On June 28, three tables were set up at the back of Northside Library’s community room. Coconut oil and baby oil filled one table, citrus fruits and tea leaves were on another and on the last table, bags of brown sugar and granulated white sugar. The ingredient stations were prepped for the library’s monthly Art After Dark program, a crafts workshop for adults. Sugar scrubs, a bath product known to help exfoliate and soften the skin, were the DIY (Do It Yourself) project of the night
“Art After Dark is geared toward getting adults together to socialize and be creative,” says Angela Ocana, librarian. “Art After Dark brings in a lot of DIY techniques. So it’s not just limited to art but also to things you can do around the home, more akin to what you can find on Etsy. (Etsy is a homemade product sale site.) Tonight we’re making sugar scrubs. You could make coconut brown sugar scrubs, vanilla sugar scrubs or a citrus scrub as well.”
Ocana walked attendees through how to make sugar scrubs. The recipe came with mixing similar amounts of oil and sugar together in a bowl and stirring in fragrance. The fragrance could either come from the zested citrus peel of fruits, vanilla extract or bits of tea leaves. Ocana suggested pairing white sugar with citrus and brown sugar with coconut oil.
Samantha Hoang, library assistant, worked with Ocana during the program
“Sugar scrubs are good for scrubbing off dead skin cells so you can use this scrub for calluses on the feet or dry elbows,” Hoang says. “The scrub can make for a smoother shave so it’s good to apply this before you shave. Scrubbing at the legs can prevent ingrown hairs. You don’t want to put this on your face though because the oils are too heavy.”
Ana Araujo attended the program with three other friends for a ladies night out.
“I made a coconut white sugar scrub with orange spice tea,” says Araujo, mixing her jarred sugar scrubs with a plastic fork. “This was very easy to make and it’ll be easy to do at home. I’m going to use this scrub for myself.”
Amee Fujikawa thinks that sugar scrubs can make great gifts. She comments on the sweet fragrance of her scrub, made with brown sugar, baby oil and chamomile tea.
“I’ve attended a workshop here where I painted a mug with water color as well as another Art After Dark program where I made miniature charms with clay,” Fujikawa says. “I like coming here because I always come with friends. The library puts on these great programs for the community and they’re free.”
“Next month, we’re making scratch CDs, which are CDs painted with black acrylic on one side so guests can etch a design onto the CD,” Ocana says, planning ahead for future Art After Dark programs. “Another month, we will be making floating plant holders.”

• Given entries:
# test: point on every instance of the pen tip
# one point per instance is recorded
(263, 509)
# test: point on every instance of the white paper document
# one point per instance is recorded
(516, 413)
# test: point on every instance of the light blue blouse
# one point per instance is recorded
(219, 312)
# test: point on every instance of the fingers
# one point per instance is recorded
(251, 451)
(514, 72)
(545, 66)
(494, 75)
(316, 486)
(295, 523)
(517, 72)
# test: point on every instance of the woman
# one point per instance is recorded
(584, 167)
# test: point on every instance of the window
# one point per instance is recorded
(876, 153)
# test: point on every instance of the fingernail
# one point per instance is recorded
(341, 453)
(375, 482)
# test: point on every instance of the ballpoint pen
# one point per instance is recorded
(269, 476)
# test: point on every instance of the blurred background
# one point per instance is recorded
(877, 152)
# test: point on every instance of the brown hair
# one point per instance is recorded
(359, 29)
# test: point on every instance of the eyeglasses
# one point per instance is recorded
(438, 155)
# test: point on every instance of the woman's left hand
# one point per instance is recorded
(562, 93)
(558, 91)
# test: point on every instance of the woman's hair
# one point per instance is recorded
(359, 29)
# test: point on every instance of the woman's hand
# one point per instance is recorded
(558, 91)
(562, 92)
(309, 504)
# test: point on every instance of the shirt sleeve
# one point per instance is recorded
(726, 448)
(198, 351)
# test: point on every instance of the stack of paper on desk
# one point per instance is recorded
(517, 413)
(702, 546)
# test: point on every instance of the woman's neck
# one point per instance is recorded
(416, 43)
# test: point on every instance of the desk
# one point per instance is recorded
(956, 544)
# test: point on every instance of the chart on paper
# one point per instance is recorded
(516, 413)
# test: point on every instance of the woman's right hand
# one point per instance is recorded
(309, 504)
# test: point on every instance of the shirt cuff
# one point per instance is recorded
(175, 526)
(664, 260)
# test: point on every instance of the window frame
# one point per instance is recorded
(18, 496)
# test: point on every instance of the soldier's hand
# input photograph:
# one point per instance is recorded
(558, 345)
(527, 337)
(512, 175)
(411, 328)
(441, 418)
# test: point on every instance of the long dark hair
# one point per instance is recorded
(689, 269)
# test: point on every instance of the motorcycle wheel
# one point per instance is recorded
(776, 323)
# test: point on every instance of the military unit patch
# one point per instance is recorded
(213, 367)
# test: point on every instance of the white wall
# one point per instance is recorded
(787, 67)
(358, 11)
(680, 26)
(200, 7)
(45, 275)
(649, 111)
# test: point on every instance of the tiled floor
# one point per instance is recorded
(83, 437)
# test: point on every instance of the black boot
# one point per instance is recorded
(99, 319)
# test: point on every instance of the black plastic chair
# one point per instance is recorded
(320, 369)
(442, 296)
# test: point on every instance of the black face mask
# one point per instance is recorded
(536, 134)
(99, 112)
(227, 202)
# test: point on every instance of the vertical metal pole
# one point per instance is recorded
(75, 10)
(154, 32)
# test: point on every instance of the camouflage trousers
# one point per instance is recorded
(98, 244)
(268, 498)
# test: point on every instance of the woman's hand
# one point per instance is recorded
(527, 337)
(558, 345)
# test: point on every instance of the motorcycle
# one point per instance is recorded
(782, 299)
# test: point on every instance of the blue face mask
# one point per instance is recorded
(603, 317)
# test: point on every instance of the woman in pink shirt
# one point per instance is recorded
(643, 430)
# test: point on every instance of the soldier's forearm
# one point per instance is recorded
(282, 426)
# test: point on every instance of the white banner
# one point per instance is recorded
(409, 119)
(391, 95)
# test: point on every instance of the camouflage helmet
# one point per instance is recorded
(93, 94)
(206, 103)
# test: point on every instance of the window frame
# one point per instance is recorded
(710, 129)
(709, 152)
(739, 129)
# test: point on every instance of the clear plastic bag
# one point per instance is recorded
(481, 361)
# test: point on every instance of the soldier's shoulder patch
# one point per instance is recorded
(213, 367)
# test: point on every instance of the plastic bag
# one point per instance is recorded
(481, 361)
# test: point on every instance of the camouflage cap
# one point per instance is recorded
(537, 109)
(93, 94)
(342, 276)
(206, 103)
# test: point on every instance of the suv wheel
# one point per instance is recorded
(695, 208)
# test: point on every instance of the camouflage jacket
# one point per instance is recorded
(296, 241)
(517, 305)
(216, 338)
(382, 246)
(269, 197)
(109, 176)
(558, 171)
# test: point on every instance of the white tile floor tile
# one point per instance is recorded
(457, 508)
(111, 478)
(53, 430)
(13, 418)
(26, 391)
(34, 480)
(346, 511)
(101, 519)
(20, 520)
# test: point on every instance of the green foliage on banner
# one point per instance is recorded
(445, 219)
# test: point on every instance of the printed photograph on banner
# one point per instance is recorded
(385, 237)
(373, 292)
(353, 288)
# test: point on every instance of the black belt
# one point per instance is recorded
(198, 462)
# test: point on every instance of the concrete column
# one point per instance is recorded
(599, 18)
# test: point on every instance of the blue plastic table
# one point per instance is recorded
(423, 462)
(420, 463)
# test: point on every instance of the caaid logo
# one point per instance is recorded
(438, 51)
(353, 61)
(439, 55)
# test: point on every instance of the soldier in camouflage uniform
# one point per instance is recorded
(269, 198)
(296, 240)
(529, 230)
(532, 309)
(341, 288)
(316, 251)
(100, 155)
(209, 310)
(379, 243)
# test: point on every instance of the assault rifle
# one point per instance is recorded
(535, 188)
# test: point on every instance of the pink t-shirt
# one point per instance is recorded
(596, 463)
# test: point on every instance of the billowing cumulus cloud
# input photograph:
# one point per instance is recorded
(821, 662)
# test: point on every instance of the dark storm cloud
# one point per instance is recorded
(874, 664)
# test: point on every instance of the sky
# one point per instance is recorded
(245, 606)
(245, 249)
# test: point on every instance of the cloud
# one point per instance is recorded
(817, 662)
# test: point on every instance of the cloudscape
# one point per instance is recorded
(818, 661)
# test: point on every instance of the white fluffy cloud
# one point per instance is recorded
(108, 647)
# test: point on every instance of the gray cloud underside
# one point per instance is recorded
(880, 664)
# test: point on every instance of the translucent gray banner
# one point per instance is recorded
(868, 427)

==

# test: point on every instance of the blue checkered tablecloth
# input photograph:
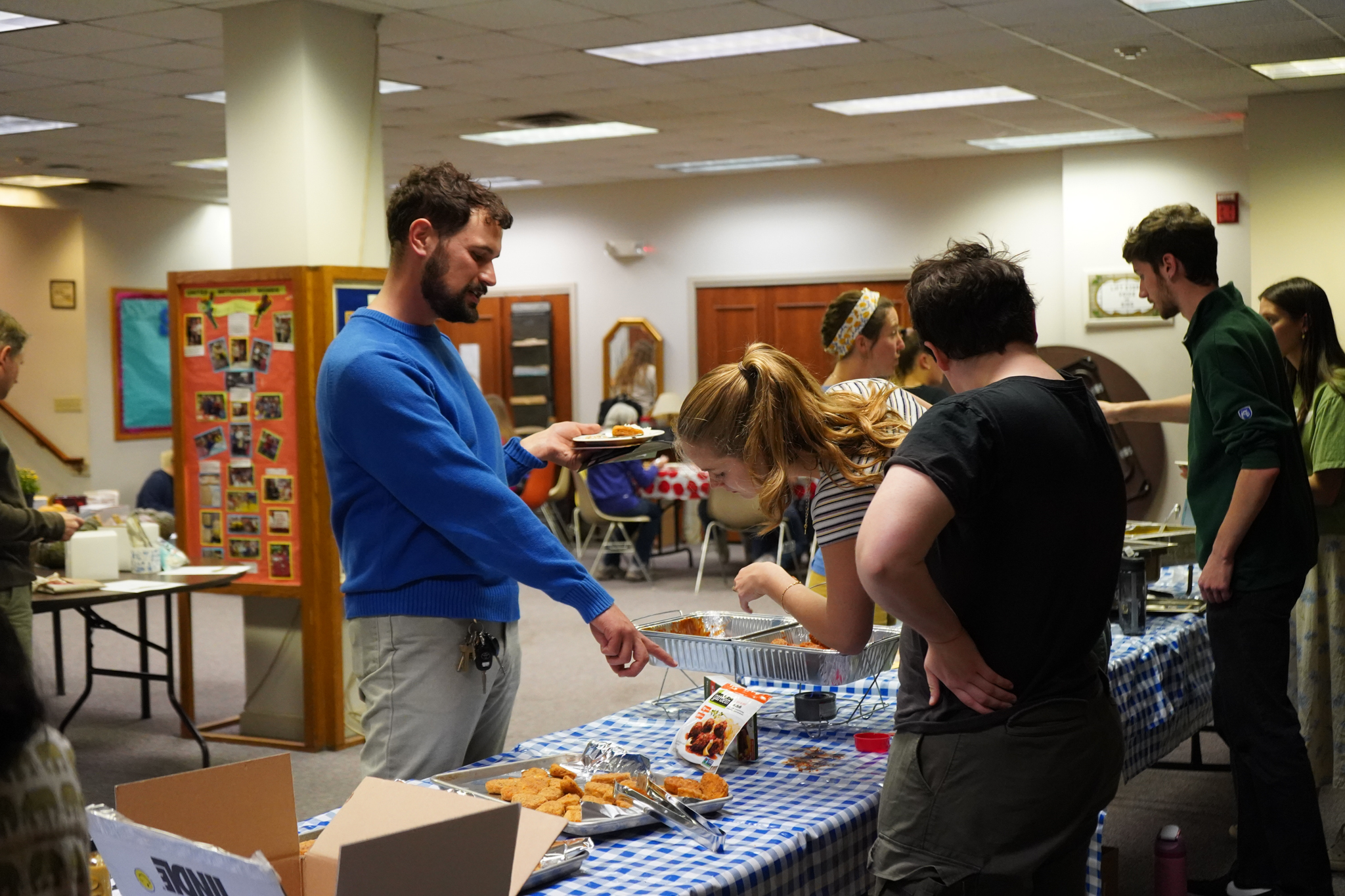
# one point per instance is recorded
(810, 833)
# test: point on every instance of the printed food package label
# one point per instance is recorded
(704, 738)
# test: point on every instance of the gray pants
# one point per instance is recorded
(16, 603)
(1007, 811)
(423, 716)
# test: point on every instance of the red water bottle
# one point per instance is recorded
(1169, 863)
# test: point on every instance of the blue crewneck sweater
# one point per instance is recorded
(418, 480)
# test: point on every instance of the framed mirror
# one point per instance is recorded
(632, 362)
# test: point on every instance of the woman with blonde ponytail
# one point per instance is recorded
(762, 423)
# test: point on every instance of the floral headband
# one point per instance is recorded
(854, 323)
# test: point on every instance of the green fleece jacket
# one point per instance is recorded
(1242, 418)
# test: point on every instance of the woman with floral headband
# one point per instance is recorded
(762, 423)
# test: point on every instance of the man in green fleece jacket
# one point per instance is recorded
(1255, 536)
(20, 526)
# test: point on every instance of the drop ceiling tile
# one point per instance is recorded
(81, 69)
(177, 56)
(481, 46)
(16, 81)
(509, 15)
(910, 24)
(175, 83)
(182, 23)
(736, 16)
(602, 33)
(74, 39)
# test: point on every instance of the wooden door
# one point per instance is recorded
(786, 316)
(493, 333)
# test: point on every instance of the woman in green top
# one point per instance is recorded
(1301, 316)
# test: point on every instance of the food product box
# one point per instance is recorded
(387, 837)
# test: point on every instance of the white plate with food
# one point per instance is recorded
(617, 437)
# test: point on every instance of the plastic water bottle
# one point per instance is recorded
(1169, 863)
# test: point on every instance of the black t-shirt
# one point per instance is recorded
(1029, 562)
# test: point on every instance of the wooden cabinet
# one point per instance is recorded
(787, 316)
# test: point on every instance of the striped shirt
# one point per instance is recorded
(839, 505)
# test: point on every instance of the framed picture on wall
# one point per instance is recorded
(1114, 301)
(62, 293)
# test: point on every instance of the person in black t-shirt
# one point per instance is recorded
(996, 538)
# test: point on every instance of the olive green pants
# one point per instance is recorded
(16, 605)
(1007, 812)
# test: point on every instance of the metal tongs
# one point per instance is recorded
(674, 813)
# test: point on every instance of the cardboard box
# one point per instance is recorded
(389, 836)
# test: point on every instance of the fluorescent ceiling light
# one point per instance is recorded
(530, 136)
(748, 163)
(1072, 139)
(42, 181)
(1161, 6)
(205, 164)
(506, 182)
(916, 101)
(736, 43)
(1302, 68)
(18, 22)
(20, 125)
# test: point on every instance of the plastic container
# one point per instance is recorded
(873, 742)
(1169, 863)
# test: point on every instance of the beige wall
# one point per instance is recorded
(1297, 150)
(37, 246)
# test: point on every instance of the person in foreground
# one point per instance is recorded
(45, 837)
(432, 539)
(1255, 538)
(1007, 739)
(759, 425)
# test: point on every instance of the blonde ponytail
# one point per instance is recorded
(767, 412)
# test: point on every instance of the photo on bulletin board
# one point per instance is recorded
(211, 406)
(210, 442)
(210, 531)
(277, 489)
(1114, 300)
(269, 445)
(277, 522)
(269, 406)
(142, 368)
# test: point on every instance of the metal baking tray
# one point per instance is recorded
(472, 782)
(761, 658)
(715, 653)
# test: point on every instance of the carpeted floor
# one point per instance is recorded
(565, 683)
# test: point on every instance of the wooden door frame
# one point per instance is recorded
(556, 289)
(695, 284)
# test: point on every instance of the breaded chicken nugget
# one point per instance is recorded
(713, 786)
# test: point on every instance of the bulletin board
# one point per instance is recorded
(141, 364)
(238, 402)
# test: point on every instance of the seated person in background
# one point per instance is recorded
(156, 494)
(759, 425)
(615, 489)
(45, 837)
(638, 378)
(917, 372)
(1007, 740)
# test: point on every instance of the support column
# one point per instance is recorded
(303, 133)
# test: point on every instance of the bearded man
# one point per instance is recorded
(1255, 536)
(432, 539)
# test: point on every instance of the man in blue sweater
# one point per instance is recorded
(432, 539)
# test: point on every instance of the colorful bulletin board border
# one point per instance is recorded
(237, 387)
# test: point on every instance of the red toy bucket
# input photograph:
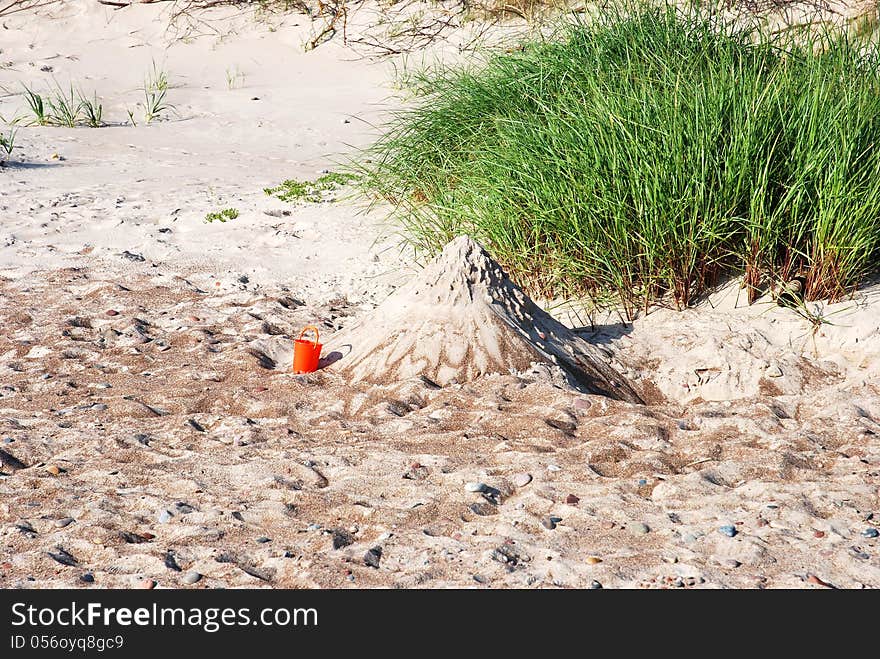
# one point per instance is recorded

• Exercise set:
1. Using the sugar scrub article, decide whether each statement agrees with it. Answer yes or no, and quote the deciding words. (a) Ocana suggested pairing brown sugar with citrus. (b) Hoang says the scrub should not be put on the face. (c) Fujikawa's scrub was made with brown sugar, baby oil and chamomile tea.
2. From the sugar scrub article, quote the stretch from "Ocana walked attendees" through "with coconut oil.".

• Answers for this exercise:
1.
(a) No: "Ocana suggested pairing white sugar with citrus and brown sugar with coconut oil."
(b) Yes: "You don’t want to put this on your face though because the oils are too heavy."
(c) Yes: "made with brown sugar, baby oil and chamomile tea."

2.
Ocana walked attendees through how to make sugar scrubs. The recipe came with mixing similar amounts of oil and sugar together in a bowl and stirring in fragrance. The fragrance could either come from the zested citrus peel of fruits, vanilla extract or bits of tea leaves. Ocana suggested pairing white sugar with citrus and brown sugar with coconut oil.